### [区域标注记录]

---+---

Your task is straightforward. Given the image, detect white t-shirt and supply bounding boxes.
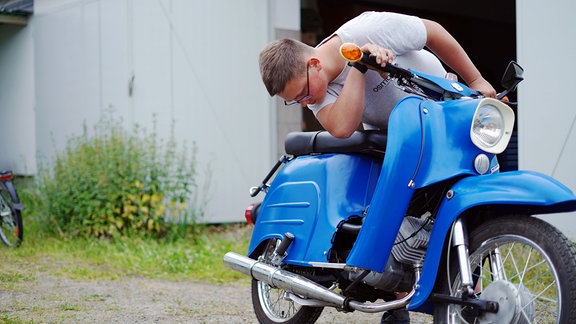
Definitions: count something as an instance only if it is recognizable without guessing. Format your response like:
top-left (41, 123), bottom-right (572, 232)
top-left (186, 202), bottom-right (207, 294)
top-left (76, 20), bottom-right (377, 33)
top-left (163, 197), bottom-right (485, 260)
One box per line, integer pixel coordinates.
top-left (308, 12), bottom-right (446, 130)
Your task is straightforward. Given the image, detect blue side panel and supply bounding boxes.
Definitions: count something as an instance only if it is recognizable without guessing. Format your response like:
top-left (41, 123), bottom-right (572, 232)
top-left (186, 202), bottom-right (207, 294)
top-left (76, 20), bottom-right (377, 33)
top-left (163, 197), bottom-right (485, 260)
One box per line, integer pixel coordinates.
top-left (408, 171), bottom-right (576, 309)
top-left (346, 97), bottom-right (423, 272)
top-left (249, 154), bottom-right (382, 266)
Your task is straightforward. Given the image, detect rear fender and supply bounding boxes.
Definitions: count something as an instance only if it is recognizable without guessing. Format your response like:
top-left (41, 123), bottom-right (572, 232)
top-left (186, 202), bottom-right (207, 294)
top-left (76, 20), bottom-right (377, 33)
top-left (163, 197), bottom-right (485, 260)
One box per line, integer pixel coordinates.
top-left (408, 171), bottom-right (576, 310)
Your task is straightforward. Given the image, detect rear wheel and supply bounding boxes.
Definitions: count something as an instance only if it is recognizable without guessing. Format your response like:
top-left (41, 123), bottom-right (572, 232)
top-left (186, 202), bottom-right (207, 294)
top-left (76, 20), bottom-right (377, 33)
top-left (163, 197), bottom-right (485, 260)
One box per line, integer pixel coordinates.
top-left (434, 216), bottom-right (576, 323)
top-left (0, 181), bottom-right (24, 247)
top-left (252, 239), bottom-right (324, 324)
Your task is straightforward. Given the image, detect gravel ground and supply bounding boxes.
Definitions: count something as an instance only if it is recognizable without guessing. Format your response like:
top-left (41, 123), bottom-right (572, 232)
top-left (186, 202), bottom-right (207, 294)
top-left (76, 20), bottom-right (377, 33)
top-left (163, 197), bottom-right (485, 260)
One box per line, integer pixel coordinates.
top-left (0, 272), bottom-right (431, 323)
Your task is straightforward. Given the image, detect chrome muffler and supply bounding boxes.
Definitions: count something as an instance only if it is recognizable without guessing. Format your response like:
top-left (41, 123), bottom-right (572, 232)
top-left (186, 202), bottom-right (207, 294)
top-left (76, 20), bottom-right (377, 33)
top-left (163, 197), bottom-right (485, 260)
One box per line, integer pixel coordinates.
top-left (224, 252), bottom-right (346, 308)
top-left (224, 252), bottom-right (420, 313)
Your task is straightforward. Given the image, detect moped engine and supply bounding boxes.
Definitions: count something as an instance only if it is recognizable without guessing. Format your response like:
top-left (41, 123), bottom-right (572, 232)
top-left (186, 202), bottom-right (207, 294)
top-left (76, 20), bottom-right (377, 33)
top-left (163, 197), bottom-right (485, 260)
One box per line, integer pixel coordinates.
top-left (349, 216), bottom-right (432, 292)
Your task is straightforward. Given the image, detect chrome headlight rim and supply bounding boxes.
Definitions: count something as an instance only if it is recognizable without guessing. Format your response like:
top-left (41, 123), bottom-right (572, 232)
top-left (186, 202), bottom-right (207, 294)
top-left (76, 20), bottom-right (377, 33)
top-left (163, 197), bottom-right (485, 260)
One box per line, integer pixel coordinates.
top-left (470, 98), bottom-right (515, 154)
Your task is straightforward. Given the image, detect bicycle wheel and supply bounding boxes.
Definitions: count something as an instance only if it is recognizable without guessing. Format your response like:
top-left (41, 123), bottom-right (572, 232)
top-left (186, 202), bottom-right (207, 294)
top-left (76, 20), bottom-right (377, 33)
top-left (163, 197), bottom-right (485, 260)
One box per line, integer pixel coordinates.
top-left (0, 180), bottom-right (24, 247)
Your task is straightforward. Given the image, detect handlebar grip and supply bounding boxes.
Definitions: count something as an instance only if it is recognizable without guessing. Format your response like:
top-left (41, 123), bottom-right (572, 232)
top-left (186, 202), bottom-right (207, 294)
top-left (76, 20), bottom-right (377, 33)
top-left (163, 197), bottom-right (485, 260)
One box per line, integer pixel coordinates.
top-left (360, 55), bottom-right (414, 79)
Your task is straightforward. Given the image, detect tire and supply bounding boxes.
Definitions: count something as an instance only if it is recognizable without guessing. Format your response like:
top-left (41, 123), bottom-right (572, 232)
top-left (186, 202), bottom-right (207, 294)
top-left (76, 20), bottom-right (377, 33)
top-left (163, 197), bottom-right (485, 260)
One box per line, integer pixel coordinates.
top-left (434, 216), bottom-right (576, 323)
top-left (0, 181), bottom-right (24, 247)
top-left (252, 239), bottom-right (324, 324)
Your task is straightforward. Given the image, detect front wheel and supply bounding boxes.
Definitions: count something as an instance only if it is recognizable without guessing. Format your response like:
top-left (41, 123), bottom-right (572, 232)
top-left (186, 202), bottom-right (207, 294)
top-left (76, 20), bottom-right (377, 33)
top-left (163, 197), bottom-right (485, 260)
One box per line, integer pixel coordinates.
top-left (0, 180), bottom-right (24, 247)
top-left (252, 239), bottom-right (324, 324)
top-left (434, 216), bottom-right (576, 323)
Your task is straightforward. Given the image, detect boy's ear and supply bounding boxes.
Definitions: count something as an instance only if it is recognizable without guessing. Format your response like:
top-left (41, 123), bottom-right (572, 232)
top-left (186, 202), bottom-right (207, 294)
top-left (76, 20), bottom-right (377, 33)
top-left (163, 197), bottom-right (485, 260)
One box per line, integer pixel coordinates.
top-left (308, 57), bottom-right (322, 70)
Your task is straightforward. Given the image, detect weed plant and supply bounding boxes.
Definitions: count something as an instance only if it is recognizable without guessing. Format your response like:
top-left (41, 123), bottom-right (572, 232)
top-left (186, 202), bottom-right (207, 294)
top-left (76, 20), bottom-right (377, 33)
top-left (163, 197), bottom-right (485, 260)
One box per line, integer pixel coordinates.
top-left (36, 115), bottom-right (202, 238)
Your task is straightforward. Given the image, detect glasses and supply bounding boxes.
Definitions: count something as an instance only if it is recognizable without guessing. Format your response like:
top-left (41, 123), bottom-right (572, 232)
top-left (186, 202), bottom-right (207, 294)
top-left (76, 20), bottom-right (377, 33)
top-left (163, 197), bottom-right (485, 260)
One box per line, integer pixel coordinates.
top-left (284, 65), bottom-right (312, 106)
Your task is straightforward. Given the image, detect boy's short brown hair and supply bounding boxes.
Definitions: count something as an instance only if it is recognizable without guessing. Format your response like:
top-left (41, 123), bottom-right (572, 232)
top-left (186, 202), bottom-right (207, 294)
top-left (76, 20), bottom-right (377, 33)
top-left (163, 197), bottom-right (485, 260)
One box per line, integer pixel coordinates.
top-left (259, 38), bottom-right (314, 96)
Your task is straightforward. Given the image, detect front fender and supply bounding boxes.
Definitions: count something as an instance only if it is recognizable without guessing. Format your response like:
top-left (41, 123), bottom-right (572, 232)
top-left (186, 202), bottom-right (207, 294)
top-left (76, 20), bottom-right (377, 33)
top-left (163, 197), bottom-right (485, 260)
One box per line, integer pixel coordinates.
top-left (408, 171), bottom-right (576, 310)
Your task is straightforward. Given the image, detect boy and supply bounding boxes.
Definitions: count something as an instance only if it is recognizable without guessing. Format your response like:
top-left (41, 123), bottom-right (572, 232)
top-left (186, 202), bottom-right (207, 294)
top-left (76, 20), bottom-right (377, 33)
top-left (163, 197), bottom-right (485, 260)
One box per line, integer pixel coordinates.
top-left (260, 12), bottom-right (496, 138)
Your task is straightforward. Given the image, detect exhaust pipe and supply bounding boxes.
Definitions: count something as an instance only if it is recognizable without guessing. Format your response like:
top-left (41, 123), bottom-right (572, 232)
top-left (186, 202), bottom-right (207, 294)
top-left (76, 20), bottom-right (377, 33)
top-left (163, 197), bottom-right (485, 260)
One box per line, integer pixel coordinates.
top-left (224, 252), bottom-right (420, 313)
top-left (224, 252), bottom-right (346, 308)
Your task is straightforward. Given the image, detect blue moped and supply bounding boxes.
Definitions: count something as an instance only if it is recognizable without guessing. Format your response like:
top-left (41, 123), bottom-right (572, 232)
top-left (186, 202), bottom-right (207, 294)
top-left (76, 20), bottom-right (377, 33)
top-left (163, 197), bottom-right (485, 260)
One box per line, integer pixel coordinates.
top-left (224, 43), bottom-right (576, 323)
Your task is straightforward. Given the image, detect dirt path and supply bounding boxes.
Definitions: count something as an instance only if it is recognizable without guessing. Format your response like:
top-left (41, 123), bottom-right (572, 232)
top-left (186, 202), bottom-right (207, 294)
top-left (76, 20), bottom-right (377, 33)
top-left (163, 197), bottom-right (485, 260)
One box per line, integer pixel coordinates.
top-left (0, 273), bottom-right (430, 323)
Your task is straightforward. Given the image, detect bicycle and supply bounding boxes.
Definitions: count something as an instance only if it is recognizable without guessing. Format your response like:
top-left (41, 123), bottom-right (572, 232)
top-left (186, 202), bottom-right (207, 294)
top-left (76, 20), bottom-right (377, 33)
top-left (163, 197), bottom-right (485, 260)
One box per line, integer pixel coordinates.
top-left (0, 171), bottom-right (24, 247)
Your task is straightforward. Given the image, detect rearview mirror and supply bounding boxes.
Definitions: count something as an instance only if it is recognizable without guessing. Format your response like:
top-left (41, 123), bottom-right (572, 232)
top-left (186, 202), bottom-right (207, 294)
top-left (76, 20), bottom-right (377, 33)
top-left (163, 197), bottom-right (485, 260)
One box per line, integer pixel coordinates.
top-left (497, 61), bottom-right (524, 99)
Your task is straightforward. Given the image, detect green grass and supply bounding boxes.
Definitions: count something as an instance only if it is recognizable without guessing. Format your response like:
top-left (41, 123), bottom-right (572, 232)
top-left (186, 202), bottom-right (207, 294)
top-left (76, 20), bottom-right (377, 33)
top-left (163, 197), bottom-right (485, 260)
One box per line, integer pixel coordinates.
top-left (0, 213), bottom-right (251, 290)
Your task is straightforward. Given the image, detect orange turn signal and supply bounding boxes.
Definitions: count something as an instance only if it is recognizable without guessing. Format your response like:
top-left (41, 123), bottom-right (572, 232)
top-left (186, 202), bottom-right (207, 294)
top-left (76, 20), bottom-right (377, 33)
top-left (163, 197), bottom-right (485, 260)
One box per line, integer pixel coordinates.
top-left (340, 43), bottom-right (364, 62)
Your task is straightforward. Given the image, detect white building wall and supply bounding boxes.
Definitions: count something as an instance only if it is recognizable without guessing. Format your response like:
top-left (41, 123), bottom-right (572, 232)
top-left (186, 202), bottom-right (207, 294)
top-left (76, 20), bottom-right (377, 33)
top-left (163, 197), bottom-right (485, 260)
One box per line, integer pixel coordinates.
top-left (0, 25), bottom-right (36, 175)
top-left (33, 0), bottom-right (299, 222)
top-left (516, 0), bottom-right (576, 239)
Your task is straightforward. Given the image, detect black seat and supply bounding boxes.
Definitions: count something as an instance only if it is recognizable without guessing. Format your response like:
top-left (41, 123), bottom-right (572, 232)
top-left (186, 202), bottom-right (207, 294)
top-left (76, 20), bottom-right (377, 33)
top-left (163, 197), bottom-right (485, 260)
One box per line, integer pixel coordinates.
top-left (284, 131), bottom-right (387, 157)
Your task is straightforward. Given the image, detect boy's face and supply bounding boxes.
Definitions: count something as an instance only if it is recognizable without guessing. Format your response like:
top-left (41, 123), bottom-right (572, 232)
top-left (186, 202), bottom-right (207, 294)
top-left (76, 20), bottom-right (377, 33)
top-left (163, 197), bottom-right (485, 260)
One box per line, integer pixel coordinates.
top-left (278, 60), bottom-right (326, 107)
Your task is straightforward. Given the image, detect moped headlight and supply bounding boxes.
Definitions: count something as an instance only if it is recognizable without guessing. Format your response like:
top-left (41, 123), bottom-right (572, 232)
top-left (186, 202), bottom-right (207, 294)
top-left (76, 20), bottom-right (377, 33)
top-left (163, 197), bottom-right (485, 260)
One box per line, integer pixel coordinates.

---+---

### [本题目标]
从材料开头起，至含有“top-left (308, 12), bottom-right (446, 130)”的那一行止，逐字照抄这些行，首尾两行均包括在内。答案中略去图片。

### [本题输出]
Your task is straightforward. Given the image, detect white t-shirt and supply bounding boxes.
Definitions: count something as an instance only if it is recognizable without guessing. Format your response like:
top-left (41, 123), bottom-right (572, 232)
top-left (186, 202), bottom-right (207, 294)
top-left (76, 20), bottom-right (377, 33)
top-left (163, 197), bottom-right (485, 260)
One box per line, integer pixel coordinates.
top-left (308, 12), bottom-right (446, 130)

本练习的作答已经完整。